Recommended Citation
Michael Hatfield, Privacy in Taxation, 44 Fla. St. U. L. Rev. 579 (2017), https://digitalcommons.law.uw.edu/faculty-articles/500
Privacy in Taxation
Publication Title
Florida State University Law Review
Document Type
Article
Abstract
This Article proposes that tax is a fertile field in which privacy scholars should be working. The privacy burdens of taxpayers have gone unnoticed by privacy scholars. To the extent that privacy scholars are concerned about the dignity of individuals and ensuring that they have "freedom from scrutiny" and "breathing-room" for self-development, the threat to dignity, freedom, and breathing-room endured by Rhiannon O'Donnabhain, Lynnette Harris, Katia Popov, Melvin Nickerson, Ramsay and Elizabeth Farah, and other taxpayers deserves scrutiny. To the extent that privacy scholars worry about the peril to a free society, creeping totalitarianism, and undesirable shifts of power that collection of information by government agencies can bring, the IRS's gathering of information should be no less worrisome than that of other agencies, such as the NSA or FBI.

- _MATERIAL PROVIDED_:

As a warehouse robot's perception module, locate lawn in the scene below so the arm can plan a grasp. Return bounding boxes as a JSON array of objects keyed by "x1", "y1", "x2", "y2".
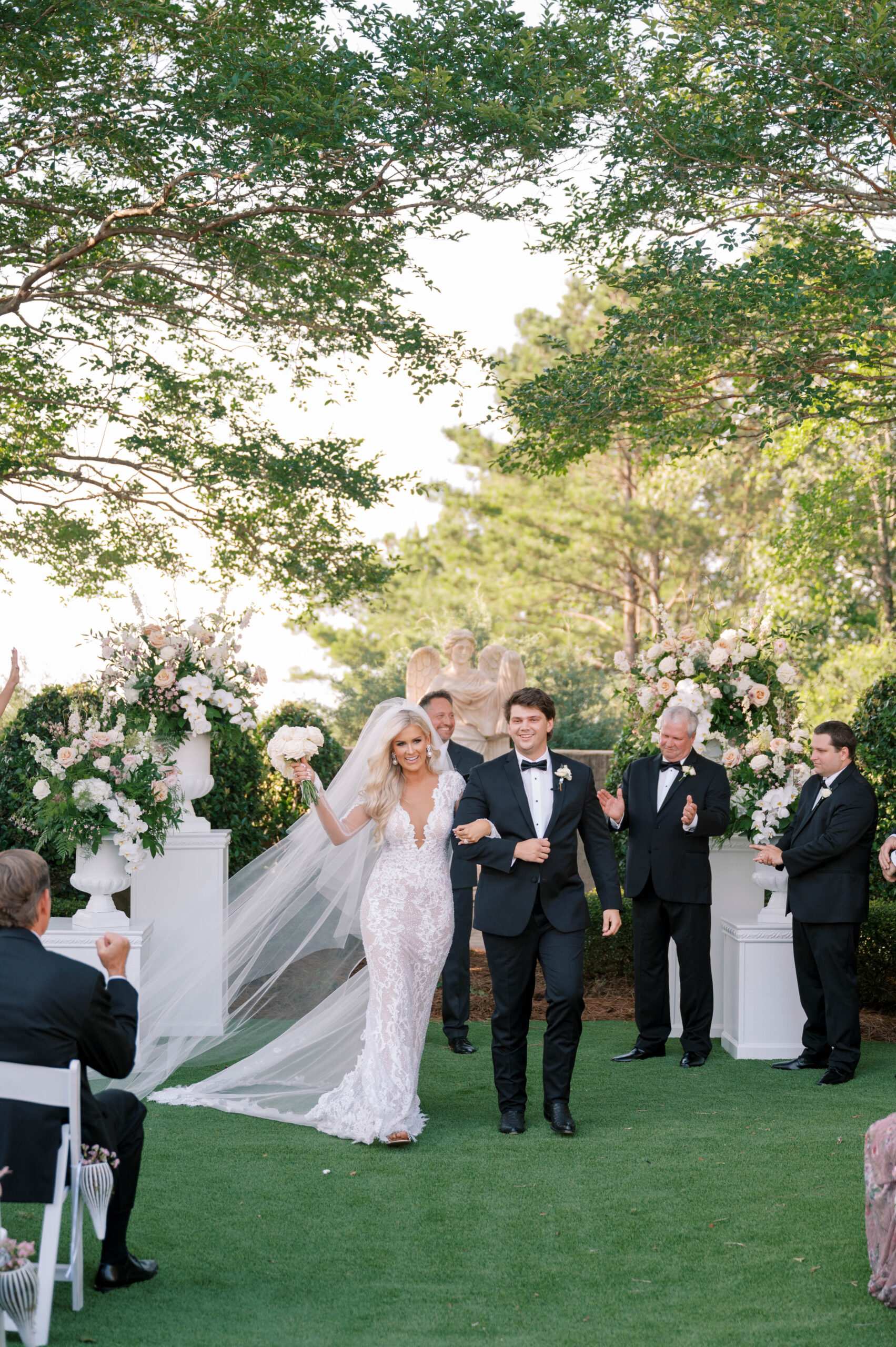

- _TASK OBJECTIVE_: Carry on the abstract about privacy in taxation, starting after its final sentence. The lines are not needed for this.

- _RESULT OF THIS TASK_:
This Article also proposes that privacy is a societal value that tax scholars should work to incorporate into their research. While unrecognized until now, privacy values are comparable to the values of efficiency, equity, and administrability that tax scholars have long heralded as the markers of a sound tax system. Tax scholars should measure the negative impact of specific tax provisions on privacy, weigh the impact against any benefits achieved, and propose ways to reduce the impact without undermining the benefits. Tax scholars should also consider ways in which fundamental reforms could better protect privacy without compromising—or perhaps even better, achieving—the central goals of a sound tax system. For instance, a reform increasing the standard deduction and personal exemption amounts while decreasing the number of specialized deductions and credits might mitigate privacy concerns while also reducing administrative costs. Moreover, a more radical change in the tax base itself—perhaps a move from an income to a value-added or other consumption tax could, as a matter of the base's own logic, require minimal personal information while also enhancing tax enforcement and fairness.
This Article is intended to prompt tax and privacy specialists to work toward articulating a coherent privacy policy for taxation. While any tax system must collect some personal information in order to collect personal tax liabilities, there is always considerable legislative and administrative discretion in deciding what information should be relevant and thus collectible. And that discretion should be guided by a coherent privacy policy, which can only be devised if tax specialists recognize the value of privacy and privacy specialists recognize the breadth and depth of the personal information the IRS is entitled to collect.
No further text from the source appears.